* _PROBLEM 1_
List every numbered question in the key research themes text, in the order they appear.
* _PROBLEM 2_
Quote the key research themes text from "3. How can embodiment, perception, and" up to and including "anticipatory, life-like agents.".

* _READING PASSAGE_
<<<<

Key research themes
1. How do developmental and cognitive frameworks contribute to the design of socially interactive humanoid robots?
This research area investigates how principles from cognitive development and developmental psychology can be synthesized into robotic architectures that enable humanoid robots to acquire skills, adapt autonomously, and engage in meaningful social interactions. The focus is on building robots whose cognitive and behavioral capabilities emerge progressively through embodied interaction, enabling humanlike social behavior beyond preprogrammed tasks. This theme matters because it predicates the creation of robots that are genuinely sociable and capable of long-term learning and social cognition, essential for practical human-robot collaboration and companionship.
2. What behavioral models and architectures best enable robots to engage empathetically and adaptively in human-robot social interactions?
This theme explores computational and architectural frameworks that endow robots with adaptive, socially-aware, and affective behaviors enabling rich, empathic interactions with humans. It investigates how robots perceive subtle human emotional and cognitive cues, regulate interaction intensity, and adaptively respond in ways that build rapport and effective cooperation. Understanding and modeling these behavioral dynamics is fundamental to designing robots that can function as collaborative partners or companions in real environments.
3. How can embodiment, perception, and anticipatory mechanisms enhance autonomy and adaptivity in behavioral robotic systems?
This research focus centers on the foundational role of embodiment, sensorimotor perception, and anticipatory capabilities in producing truly autonomous, adaptive robotic agents. It considers how biological principles of embodied cognition, perception integration, and prediction of future states contribute to robots’ capacity to maintain viability, self-regulate interactions, and dynamically adapt behavioral responses in complex environments. This theme is key for advancing behavioral robotics beyond reactive systems toward anticipatory, life-like agents.

>>>>

* _DATA FOR ANALYSIS_

<<<<

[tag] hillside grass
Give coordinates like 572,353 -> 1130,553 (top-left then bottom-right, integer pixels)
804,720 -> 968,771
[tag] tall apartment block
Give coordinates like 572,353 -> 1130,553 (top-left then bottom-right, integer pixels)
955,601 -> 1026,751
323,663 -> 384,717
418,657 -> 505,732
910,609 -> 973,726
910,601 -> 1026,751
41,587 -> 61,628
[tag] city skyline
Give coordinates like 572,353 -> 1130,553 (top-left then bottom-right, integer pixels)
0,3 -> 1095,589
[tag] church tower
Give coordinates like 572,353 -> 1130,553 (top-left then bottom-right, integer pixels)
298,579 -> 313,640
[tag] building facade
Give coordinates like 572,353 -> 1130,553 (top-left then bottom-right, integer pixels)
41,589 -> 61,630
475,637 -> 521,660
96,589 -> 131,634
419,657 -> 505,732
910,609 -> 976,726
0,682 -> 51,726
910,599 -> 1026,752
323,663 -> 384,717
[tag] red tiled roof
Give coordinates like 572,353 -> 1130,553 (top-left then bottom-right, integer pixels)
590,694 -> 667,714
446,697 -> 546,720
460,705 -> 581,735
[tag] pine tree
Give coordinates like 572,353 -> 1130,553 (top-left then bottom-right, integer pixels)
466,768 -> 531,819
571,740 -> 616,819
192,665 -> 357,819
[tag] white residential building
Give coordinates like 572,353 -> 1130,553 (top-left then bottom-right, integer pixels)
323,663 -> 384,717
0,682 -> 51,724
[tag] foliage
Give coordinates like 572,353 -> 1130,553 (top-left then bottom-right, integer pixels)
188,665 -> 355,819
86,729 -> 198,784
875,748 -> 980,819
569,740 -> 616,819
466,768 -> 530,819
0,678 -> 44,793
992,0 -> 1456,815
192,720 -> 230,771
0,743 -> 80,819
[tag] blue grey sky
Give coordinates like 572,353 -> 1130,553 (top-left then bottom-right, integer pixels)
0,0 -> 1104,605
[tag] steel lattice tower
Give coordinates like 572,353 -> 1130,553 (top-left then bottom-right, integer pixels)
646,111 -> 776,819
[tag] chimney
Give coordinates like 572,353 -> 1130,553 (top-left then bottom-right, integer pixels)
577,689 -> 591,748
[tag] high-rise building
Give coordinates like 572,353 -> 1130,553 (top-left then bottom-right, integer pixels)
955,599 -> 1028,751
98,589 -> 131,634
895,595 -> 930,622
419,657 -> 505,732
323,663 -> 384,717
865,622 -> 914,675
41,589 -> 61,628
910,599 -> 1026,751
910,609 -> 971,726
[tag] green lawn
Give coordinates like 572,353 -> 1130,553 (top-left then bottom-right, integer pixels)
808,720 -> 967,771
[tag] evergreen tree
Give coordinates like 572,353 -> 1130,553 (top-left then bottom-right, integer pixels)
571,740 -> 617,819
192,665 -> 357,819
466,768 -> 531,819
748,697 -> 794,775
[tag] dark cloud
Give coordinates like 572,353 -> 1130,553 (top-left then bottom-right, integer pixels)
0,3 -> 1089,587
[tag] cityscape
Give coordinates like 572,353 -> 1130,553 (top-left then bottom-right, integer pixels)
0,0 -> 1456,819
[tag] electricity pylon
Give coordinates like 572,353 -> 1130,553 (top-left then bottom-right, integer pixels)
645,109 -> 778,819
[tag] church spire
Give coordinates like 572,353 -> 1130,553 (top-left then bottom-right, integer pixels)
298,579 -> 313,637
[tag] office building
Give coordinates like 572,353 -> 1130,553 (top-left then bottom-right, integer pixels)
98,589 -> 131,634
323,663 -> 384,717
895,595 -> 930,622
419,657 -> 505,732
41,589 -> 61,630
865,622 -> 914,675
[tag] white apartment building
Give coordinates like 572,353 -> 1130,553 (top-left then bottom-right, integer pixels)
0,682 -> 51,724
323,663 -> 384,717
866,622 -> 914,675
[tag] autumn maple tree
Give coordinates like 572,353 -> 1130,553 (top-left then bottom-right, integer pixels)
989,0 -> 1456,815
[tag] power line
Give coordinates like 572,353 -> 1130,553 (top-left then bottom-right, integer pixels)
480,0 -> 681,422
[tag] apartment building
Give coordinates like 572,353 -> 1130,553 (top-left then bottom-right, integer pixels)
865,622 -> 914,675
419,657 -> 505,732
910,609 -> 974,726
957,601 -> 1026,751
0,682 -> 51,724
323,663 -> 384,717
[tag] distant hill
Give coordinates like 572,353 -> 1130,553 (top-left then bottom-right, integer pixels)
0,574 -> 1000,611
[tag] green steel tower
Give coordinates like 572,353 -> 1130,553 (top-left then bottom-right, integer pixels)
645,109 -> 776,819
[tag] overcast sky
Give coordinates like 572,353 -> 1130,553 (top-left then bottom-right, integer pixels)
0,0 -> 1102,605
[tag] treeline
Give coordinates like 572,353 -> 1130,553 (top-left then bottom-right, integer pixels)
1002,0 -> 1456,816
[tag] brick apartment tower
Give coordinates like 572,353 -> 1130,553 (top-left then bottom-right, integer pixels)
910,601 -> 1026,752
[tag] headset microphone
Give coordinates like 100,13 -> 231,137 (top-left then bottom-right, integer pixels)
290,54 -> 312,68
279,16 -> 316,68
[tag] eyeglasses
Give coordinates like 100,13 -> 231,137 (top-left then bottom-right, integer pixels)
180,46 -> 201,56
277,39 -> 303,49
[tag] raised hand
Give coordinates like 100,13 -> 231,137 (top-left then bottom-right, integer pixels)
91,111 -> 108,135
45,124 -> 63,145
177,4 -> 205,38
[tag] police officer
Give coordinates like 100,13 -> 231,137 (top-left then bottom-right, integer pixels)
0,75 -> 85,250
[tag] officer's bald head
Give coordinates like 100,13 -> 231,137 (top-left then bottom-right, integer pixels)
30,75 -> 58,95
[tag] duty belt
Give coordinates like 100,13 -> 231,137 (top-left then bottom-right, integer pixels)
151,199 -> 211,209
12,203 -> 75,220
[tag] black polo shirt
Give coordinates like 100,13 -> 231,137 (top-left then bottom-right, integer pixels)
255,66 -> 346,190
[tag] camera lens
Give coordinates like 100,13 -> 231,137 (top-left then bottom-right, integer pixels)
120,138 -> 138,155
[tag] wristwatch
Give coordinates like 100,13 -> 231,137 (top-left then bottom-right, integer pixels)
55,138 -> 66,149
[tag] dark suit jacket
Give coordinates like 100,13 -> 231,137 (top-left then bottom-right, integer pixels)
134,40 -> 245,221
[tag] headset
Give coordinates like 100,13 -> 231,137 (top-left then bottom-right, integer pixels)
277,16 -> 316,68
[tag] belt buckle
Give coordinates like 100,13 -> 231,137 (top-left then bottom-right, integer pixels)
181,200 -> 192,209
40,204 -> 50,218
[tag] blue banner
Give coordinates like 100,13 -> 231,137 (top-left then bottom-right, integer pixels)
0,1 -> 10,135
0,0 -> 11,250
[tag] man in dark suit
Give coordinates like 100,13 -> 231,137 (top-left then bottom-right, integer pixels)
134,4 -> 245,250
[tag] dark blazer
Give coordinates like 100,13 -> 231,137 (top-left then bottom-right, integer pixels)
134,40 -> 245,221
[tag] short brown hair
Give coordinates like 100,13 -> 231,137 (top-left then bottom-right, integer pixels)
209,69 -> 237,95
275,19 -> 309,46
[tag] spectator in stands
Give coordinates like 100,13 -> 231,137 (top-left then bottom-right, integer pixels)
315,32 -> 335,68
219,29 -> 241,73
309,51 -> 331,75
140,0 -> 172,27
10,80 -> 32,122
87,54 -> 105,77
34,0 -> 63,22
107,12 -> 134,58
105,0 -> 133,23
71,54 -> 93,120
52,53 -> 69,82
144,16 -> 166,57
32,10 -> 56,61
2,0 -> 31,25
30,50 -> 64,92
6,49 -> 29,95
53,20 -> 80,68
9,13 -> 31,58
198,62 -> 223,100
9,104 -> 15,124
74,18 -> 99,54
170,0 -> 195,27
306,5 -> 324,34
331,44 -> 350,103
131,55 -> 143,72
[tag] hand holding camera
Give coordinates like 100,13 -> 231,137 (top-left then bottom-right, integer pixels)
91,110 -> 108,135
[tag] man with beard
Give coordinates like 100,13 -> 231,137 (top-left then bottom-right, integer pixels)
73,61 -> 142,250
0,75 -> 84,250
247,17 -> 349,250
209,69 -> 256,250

>>>>

* _RESPONSE BOX 1_
1. How do developmental and cognitive frameworks contribute to the design of socially interactive humanoid robots?
2. What behavioral models and architectures best enable robots to engage empathetically and adaptively in human-robot social interactions?
3. How can embodiment, perception, and anticipatory mechanisms enhance autonomy and adaptivity in behavioral robotic systems?

* _RESPONSE BOX 2_
3. How can embodiment, perception, and anticipatory mechanisms enhance autonomy and adaptivity in behavioral robotic systems?
This research focus centers on the foundational role of embodiment, sensorimotor perception, and anticipatory capabilities in producing truly autonomous, adaptive robotic agents. It considers how biological principles of embodied cognition, perception integration, and prediction of future states contribute to robots’ capacity to maintain viability, self-regulate interactions, and dynamically adapt behavioral responses in complex environments. This theme is key for advancing behavioral robotics beyond reactive systems toward anticipatory, life-like agents.